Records
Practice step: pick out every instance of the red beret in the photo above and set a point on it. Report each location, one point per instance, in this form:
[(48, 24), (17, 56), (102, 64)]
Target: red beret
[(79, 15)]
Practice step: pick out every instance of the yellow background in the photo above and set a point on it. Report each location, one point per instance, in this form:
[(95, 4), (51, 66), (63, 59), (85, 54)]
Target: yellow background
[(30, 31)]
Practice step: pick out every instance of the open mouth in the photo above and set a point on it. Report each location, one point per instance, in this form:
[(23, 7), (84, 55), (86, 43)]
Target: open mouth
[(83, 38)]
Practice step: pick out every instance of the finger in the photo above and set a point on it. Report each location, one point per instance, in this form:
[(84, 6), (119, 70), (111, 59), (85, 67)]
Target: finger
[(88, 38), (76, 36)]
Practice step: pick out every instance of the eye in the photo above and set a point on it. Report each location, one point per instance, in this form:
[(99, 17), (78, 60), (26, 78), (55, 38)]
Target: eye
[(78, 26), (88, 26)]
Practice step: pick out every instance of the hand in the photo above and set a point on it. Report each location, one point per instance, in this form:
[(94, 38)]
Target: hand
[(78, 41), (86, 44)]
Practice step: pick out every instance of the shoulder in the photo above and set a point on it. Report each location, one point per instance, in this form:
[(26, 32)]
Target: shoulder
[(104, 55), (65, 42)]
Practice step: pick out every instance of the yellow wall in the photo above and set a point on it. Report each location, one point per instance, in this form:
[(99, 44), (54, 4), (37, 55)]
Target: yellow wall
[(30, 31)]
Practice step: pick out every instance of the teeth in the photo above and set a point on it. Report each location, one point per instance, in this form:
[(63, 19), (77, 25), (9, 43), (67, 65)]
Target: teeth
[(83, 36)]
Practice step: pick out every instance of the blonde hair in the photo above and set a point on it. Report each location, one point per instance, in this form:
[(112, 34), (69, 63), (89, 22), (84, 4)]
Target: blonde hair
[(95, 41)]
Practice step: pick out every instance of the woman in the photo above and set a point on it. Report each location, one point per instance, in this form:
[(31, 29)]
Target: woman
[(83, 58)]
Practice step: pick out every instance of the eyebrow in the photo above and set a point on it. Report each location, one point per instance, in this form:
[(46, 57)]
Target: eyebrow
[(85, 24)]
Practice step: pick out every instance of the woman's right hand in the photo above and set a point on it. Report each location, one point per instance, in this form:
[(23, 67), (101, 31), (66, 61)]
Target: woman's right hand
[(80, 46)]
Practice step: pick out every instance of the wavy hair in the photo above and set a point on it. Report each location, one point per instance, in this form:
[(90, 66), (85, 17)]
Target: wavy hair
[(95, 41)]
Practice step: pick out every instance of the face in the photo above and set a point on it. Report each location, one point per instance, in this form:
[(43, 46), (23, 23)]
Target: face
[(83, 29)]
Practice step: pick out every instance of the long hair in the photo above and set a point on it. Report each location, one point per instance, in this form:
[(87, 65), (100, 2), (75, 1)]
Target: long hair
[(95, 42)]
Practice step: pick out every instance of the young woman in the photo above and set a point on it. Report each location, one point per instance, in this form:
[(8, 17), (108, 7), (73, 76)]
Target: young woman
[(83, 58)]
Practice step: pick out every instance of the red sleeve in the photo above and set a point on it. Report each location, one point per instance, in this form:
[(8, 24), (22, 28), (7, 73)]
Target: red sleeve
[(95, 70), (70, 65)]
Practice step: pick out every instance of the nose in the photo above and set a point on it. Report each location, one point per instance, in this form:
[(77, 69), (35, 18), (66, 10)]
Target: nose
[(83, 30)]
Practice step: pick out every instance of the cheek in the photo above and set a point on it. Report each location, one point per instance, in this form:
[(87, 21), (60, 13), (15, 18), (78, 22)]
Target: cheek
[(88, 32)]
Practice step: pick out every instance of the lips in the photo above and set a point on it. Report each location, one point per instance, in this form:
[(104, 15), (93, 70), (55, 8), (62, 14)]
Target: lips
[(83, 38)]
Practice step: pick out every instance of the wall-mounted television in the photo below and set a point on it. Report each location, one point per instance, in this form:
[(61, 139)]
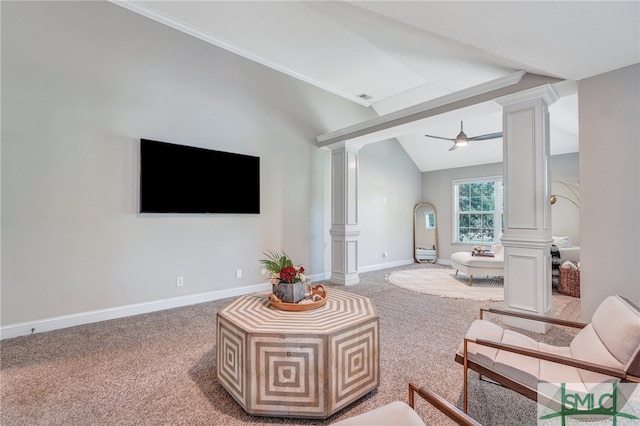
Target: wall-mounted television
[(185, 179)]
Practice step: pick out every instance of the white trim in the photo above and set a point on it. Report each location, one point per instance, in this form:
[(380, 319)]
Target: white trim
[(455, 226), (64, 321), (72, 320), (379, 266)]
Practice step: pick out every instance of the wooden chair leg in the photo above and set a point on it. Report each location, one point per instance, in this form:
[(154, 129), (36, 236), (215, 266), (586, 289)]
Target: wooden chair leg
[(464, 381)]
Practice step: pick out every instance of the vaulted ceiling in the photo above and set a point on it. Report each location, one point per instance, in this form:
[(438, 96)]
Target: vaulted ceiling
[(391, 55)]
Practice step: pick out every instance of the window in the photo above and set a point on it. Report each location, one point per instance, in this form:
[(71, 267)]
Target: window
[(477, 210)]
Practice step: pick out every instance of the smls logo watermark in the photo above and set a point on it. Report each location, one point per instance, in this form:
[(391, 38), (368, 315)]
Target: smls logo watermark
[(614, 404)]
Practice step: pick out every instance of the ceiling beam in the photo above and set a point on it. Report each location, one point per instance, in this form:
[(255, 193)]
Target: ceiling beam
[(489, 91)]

* * *

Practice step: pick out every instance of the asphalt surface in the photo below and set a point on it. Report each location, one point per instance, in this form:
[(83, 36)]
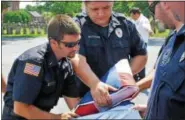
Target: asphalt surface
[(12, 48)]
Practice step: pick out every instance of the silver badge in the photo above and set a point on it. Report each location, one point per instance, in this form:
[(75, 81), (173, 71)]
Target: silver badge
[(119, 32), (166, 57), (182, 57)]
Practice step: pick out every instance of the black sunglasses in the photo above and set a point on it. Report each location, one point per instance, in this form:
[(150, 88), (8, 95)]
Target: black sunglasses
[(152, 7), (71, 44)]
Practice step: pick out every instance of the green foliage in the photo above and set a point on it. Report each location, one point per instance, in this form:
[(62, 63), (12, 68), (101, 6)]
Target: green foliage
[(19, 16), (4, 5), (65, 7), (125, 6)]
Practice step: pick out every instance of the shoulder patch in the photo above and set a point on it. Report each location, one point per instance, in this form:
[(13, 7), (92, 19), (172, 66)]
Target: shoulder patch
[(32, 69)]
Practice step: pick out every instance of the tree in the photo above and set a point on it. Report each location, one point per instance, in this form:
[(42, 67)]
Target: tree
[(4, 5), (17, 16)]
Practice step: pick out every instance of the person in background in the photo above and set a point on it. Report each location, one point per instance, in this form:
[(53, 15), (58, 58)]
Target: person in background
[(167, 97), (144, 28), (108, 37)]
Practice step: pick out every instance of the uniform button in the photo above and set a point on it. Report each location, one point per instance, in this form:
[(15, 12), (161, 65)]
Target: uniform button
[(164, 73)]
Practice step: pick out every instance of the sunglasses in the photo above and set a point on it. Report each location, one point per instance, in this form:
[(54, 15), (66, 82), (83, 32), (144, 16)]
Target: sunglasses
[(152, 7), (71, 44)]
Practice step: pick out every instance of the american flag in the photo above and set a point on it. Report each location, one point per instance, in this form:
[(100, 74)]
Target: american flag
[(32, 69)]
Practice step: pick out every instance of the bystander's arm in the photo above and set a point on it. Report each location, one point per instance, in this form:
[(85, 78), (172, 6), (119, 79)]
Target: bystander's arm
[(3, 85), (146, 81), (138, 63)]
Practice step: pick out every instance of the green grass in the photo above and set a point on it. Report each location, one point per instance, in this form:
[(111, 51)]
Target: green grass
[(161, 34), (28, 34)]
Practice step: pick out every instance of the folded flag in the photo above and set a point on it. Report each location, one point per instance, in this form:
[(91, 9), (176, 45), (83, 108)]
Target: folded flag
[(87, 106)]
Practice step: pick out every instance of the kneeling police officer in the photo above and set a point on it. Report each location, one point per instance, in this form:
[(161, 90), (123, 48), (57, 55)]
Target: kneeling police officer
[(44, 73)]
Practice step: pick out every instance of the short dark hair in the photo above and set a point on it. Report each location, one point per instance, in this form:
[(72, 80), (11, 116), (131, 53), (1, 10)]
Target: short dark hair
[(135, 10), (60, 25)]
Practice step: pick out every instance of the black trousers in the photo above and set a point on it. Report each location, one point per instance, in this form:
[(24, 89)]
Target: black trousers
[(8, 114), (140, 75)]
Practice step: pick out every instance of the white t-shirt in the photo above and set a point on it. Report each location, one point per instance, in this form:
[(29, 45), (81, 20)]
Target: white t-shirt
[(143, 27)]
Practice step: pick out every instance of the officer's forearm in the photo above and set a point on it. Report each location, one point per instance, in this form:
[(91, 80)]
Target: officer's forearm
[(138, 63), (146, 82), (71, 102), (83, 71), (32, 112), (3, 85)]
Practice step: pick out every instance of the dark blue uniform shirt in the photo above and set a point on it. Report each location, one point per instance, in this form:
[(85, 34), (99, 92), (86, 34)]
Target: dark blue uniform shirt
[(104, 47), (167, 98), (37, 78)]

## Required work
Copy the listing word for word, starting with the line that contains "Practice step: pick out every instance of the nose" and continuing through the line that contains "[(489, 91)]", and leave out the pictures.

## Exercise output
Practice step: pick out every instance of the nose in the photo above and set a point on it. Report each location, one point per instance, in this form:
[(77, 69), (35, 18), (66, 10)]
Target: nose
[(83, 30)]
Practice step: pick out every instance of the cheek in the photo above and set a point on it. Report each location, one point per instance, in this form:
[(87, 21), (60, 13), (15, 18), (78, 22)]
Target: cheek
[(88, 32)]
Practice step: pick out every instance of the lips in the photo above and set a point on it. Report each location, one point per instance, in this form:
[(104, 15), (93, 70), (55, 8), (62, 14)]
Target: lips
[(83, 38)]
Practice step: pick out every instance of the wall-mounted television in the photo below and set a point on it. Report each location, one point per instance, in this form:
[(61, 139)]
Target: wall-mounted television
[(185, 179)]
Practice step: pick out every instance of the white trim in the photo above and set a point on it. Report each location, one point per instance, in this form:
[(380, 319)]
Target: white trim
[(455, 226), (64, 321), (72, 320), (379, 266)]
Practice step: pick out every instance of the wooden chair leg in the photo above and set a point on it. Report each location, one point per instance, in this form:
[(154, 129), (36, 236), (215, 266), (586, 289)]
Target: wooden chair leg
[(464, 381)]
Practice step: pick out every instance of the vaulted ceiling in the photo above and set a point on it. Report each location, one point per instance, in this form:
[(438, 96)]
Target: vaulted ceiling
[(391, 55)]
Practice step: pick out every instance of the window in the photo above and set a point on it. Report each location, one point per instance, in this form:
[(71, 267)]
Target: window
[(477, 210)]
Practice step: pick out every instance of the smls logo watermark in the photo above and set a point on it. Report each location, one point per instance, in this form:
[(391, 38), (368, 315)]
Target: smls logo watermark
[(614, 404)]
Practice step: pick out every instance of the ceiling beam in the photo above and set a point on it. Report each location, one point per instance, in this form:
[(255, 193)]
Target: ceiling beam
[(489, 91)]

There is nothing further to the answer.